* Source extract

I am so thrilled to inform you that Web Services Policy Member Submission was acknowledged by W3C today. Nineteen companies participated in the submission.
http://www.w3.org/Submission/2006/06/
http://www.w3.org/Submission/WS-Policy/
http://www.w3.org/Submission/WS-PolicyAttachment/
Adobe Systems, BEA Systems, CA, Ericcson, IBM, IONA, Layer 7 Technologies, Microsoft, Ricoh Company, Nokia, Oracle, SAP AG, Sonic Software, Sun Microsystems, Systinet, TIBCO Software, VeriSign webMethods and WSO2 co-submitted WS-Policy and WS-Policy specifications to the World Wide Web Consortium.
Web Services Policy is a major component of the WS-* architecture. Web Services Policy defines how to express capabilities, requirements and general characteristics of a Web Service in an interoperable form (XML Information Set). It also describes mechanisms for associating policies with Web Service constructs such as endpoint, operation and message.
Web Services Policy is used to convey the conditions for an interaction between a Web service requestor and a Web service provider. Conditions for an interaction may include security, reliability, transaction, message optimization, etc. As such, Web Services Policy is a foundation for enabling secure, reliable and transacted Web Services.
At Microsoft, I am a technical diplomat and responsible for standardizing and building industry momentum around Web Services Policy. For this submission, I had the pleasure of working with Jeffrey Schlimmer, Daniel Roth, Kyle Young, Kirill Gavrylyuk, Jorgen Thelin and policy representatives from BEA, IBM, SAP, Sonic Software and VeriSign.

* Provided data
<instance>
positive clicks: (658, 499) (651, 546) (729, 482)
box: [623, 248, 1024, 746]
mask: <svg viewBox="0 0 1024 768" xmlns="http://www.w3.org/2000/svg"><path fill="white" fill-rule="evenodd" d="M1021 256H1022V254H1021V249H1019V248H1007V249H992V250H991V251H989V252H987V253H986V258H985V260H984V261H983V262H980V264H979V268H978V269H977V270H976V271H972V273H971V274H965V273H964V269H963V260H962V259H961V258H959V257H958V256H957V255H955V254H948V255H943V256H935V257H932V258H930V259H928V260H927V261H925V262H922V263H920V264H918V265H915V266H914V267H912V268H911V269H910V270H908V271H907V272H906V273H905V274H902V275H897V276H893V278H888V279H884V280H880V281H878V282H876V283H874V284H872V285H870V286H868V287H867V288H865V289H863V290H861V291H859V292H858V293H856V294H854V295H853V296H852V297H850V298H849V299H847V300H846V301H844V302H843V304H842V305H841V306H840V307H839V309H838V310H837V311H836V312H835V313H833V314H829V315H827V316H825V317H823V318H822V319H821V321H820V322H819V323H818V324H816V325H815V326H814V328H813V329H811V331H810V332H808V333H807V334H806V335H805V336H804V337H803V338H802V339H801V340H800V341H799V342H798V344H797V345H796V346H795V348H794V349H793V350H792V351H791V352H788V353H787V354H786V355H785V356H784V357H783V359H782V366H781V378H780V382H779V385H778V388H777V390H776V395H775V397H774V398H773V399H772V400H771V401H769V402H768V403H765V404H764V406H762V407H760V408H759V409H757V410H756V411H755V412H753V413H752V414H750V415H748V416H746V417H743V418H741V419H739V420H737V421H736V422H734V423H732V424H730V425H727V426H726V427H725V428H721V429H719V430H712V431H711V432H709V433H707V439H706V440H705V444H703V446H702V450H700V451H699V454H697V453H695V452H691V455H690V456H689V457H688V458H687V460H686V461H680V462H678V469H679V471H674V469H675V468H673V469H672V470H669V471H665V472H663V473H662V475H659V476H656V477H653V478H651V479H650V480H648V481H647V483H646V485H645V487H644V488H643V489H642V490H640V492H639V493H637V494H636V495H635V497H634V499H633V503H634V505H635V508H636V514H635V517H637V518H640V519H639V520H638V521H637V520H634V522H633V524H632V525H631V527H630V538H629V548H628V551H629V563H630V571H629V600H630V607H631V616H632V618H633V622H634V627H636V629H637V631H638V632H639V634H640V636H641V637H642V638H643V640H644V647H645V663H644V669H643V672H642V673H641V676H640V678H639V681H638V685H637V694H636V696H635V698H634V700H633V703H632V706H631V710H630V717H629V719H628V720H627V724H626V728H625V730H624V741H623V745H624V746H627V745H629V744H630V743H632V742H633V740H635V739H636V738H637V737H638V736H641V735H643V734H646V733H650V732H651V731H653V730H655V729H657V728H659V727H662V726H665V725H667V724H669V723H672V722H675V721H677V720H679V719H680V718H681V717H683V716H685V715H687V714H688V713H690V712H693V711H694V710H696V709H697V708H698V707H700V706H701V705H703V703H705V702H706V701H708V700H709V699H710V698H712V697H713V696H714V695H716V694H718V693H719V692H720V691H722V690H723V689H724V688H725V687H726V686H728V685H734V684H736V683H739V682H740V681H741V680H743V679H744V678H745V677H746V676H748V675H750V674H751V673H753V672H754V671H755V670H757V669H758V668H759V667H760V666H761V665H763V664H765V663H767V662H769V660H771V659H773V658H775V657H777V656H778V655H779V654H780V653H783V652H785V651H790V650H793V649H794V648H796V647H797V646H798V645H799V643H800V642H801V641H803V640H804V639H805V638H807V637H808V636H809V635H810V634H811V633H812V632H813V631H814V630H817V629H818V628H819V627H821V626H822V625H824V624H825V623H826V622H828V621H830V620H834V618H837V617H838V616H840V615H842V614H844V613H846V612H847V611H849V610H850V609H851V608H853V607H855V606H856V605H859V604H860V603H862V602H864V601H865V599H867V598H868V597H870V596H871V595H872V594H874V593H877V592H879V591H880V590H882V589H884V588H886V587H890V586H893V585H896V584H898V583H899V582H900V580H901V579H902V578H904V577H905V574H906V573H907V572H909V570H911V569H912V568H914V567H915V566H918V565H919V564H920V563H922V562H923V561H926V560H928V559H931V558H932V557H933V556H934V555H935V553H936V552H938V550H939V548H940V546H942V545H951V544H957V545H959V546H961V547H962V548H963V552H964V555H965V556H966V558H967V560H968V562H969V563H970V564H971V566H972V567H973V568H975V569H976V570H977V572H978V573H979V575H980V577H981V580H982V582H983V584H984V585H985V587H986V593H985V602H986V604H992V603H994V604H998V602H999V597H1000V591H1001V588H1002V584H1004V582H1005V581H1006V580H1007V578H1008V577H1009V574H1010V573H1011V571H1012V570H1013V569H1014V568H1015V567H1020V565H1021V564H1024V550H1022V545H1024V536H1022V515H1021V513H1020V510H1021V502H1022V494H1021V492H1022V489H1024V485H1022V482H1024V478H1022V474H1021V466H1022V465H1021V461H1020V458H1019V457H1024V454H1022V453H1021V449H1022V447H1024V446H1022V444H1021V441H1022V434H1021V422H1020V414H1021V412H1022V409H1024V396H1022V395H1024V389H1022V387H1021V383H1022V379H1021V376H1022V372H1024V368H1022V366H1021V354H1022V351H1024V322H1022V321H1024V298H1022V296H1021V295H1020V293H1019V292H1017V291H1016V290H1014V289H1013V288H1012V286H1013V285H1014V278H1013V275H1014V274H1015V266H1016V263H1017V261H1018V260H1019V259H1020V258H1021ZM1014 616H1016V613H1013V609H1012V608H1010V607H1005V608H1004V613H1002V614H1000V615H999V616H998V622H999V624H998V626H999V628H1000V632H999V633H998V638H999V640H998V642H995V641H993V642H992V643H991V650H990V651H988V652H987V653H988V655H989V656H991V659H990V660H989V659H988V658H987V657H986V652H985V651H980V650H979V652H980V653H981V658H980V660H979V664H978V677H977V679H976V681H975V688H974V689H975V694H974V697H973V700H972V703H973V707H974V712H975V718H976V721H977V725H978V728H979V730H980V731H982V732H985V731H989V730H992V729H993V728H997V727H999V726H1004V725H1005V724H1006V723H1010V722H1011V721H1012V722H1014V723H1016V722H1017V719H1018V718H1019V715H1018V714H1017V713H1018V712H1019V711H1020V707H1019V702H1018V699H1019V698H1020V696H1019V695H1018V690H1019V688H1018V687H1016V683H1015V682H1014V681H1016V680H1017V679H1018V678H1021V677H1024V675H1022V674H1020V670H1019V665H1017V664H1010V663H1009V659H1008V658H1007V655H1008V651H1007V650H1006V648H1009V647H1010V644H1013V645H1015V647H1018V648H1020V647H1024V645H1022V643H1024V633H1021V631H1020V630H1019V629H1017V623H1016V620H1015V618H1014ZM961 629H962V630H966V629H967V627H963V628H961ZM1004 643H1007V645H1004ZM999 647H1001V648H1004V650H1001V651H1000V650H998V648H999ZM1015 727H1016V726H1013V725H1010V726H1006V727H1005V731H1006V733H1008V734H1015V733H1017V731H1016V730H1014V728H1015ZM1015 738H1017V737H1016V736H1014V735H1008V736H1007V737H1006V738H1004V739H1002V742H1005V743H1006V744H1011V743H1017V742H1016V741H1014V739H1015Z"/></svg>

* Goal of the exercise
Rewrite the W3C submission announcement, starting with "http://www.w3.org/Submission/2006/06/" and going on through "Wide Web Consortium.", with "Sun Microsystems" changed to "Sun". This material has nothing to do with the W3C submission announcement.

* The answer
http://www.w3.org/Submission/2006/06/
http://www.w3.org/Submission/WS-Policy/
http://www.w3.org/Submission/WS-PolicyAttachment/
Adobe Systems, BEA Systems, CA, Ericcson, IBM, IONA, Layer 7 Technologies, Microsoft, Ricoh Company, Nokia, Oracle, SAP AG, Sonic Software, Sun, Systinet, TIBCO Software, VeriSign webMethods and WSO2 co-submitted WS-Policy and WS-Policy specifications to the World Wide Web Consortium.